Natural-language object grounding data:
--*--

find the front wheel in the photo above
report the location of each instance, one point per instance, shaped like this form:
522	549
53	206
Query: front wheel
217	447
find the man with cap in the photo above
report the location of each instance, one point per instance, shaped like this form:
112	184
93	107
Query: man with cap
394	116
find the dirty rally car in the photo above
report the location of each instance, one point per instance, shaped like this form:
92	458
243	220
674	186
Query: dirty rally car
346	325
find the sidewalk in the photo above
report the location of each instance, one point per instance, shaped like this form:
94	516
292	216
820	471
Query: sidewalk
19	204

--*--

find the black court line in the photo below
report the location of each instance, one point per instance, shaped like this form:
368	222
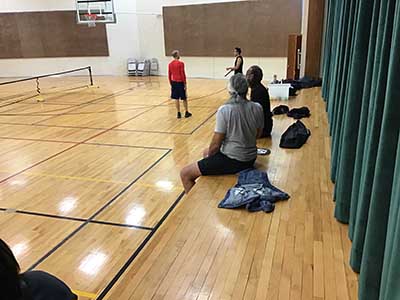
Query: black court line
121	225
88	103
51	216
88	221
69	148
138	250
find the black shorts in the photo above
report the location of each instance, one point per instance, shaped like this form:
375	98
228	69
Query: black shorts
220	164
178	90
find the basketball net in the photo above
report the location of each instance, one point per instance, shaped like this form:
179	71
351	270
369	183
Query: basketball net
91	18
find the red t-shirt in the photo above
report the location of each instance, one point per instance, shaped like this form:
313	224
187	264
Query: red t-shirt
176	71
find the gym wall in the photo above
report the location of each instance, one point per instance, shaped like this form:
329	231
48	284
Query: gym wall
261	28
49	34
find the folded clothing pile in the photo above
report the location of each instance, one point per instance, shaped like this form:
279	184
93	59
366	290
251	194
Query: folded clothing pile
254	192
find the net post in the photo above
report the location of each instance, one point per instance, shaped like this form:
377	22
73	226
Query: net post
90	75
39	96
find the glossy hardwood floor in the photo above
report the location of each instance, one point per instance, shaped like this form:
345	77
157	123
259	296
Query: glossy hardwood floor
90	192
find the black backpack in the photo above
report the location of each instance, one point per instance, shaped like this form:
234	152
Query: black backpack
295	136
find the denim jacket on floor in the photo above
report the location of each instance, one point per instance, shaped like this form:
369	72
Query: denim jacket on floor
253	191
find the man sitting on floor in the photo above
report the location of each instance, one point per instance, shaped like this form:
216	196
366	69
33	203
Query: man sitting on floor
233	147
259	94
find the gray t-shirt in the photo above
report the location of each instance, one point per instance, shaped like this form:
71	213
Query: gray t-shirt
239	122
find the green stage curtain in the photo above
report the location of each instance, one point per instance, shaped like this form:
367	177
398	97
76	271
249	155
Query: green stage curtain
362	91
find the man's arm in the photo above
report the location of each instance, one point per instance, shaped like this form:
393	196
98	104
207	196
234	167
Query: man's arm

--*--

TASK GOAL:
Using the records above, copy word for word the line with "find the denim", the line with "find the man sitting", and every line between them.

RESPONSE TO THE TASK:
find the denim jacket on floor in the photo above
report the location of each instance, one point per instance, shaped like this form:
369	72
Query: denim jacket on floor
253	191
find the man sitting on floor in the photo above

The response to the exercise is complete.